▸ DATA LISTING:
□ □ □ □
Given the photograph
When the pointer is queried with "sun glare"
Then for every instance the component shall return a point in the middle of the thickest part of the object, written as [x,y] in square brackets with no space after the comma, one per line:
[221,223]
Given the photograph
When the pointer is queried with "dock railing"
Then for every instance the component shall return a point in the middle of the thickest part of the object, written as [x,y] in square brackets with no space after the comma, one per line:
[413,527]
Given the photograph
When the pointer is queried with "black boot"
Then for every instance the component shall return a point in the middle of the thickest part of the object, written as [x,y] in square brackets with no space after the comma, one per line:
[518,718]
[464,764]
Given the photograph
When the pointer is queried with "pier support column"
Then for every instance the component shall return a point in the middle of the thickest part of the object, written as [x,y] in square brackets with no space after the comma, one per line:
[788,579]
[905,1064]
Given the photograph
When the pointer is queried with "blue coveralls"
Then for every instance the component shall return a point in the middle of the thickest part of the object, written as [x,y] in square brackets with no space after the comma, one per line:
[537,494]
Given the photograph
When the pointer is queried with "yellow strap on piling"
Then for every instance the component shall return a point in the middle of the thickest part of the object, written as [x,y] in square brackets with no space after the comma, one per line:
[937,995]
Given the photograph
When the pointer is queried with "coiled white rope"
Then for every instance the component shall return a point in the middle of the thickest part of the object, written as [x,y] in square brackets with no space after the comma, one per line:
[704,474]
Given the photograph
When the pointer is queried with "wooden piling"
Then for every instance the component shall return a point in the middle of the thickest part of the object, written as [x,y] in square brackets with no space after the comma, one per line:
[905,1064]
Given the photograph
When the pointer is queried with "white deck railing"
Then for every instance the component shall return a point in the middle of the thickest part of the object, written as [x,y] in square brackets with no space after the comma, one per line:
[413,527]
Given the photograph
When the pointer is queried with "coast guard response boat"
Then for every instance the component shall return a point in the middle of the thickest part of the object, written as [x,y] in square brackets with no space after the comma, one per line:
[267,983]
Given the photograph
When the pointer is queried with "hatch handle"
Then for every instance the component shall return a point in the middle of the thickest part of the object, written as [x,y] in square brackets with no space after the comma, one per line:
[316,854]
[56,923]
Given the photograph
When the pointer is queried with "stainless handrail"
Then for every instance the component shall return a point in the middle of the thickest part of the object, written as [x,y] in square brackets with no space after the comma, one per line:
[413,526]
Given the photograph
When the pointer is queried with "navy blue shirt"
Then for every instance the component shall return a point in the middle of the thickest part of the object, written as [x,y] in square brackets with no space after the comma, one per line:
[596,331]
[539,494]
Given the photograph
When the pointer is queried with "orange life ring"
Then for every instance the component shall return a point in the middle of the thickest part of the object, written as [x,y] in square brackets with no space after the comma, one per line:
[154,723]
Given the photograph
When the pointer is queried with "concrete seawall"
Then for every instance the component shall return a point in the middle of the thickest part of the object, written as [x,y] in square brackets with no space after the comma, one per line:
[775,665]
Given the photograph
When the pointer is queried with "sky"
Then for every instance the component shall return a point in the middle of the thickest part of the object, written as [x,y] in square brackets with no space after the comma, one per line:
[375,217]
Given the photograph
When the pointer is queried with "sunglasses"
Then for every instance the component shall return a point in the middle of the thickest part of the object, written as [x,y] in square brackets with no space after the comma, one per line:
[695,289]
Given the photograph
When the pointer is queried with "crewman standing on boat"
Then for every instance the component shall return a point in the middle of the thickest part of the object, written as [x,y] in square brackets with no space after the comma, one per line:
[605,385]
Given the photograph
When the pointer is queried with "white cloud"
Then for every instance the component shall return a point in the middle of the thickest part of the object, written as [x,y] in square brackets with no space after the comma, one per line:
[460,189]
□ □ □ □
From the listing above, extract every line exactly as it stands.

▸ TASK SOLUTION:
Given the photograph
When the pointer is queried with "sun glare"
Then for every instance the component shall return a point in the middle of the thickest part of the object, written as [x,y] in square brackets with no space after the comma, one per line:
[221,223]
Given the photograph
When the pointer is queried with "dock railing"
Then for every instance the component shall return a point in the middle of the thickest part of the object, written as [x,y] in square brackets with no space after the comma, one per line:
[413,527]
Given the photograph
When the pointer is queried with "black boot"
Then for every instance the component shall return a point in the middle of the thickest part of the object, written as [x,y] in square brackets with no space after the comma, one per line:
[518,718]
[464,764]
Given the photograph
When the pointer is queried with "pier support column"
Then for every instance the component shall return a point in the middle of the thickest part of the object, written as [x,y] in square brackets with no space after the comma, one per line:
[788,579]
[905,1064]
Given the photograph
When the pointer is queried with "blue coveralls"
Then for every instance the component shall return a point in the middle of the thickest part of the object, written as [x,y] in square brackets with no space after the comma, one per line:
[537,494]
Given the photograph
When the pointer is queried with "yellow strap on piling"
Then for every instance the component shall return a point in the middle of the thickest part of the object, written as [x,y] in square brackets with no space after the comma, one per line:
[937,995]
Given the photograph
When the pointer is queried with "coiled white rope"
Then for every instance the component shall return a point in the middle of the thickest part of the object, written as [x,y] in square brackets with no space after the comma, one per line:
[704,474]
Given the photograph
When the pointer is queried with "wooden piling"
Then for every instance the component shall return a point in the middle of the thickest part of the object, written as [x,y] in square brackets with no space after the comma, one per line:
[905,1064]
Given the photograph
When the pointer is queried with "white deck railing"
Then for every instance the component shall return a point in the middle of the thickest part of the object, written as [x,y] in square brackets with no space after the comma, one per line:
[413,527]
Given the photograph
When the pointer is queried with "coast guard response boat"
Then for every instance the component shall return a point in the middle of the thickest part of the object, written as [x,y] in square brackets with no space after the comma, one per line:
[267,983]
Given the photograph
When the pointer is queried with "hatch handle"
Then for every instance the component shall return a point in the middle of the thickest part of the object, written as [x,y] in square brackets with no space after the comma, one per line:
[316,854]
[56,923]
Given the photograph
When the pointer is queried with "stainless handrail"
Then for every instance the component shall return a point in the middle of the thickest part of the object, written as [x,y] in square brackets with no space after the comma, one per line:
[413,526]
Given the photograph
When the pointer is queried with "navy blue shirt"
Then for every instance the component shall return a point in the middle of the thickest part of the object, written as [x,y] in square brackets with no space after the comma, one per line:
[596,331]
[539,494]
Given the photograph
When the pointer is queried with "orange life ring"
Then for every instance the component shall return a point in the middle of the thickest part of the object, written as [x,y] in square brackets with no space after the comma, one per line:
[154,723]
Given the photograph
When the pointer is queried with "concrete seawall"
Then for every instance the component shall return a point in the middle of the thickest part of the object, written as [x,y] in square brackets with no space after the comma, one per line:
[775,665]
Given the photograph
When the pointer is queried with "sky"
Then for every instance the component shall return a point in the middle of the thickest part of the object, written as [x,y] in square brackets with no space after the comma, one per line:
[375,217]
Given the photograph
When the pointer is queried with "sunglasses"
Then for every instance the component shall return a point in the middle of the thickest part of the object, written as [x,y] in square brackets with no space after the comma, one per line:
[695,289]
Given the photograph
When the pointer is queried with "crewman standing on boat"
Then for every instance the component shall return a point in the middle of the thickest part of the object, written as [x,y] in square brackets with no space after the comma, one per line:
[605,385]
Given the photograph
When the pointer is queried with "white cloud"
Then for every instance the component shall return a point in the middle of the thickest part of the object, written as [x,y] in square brackets with no space after the comma, one per line:
[460,189]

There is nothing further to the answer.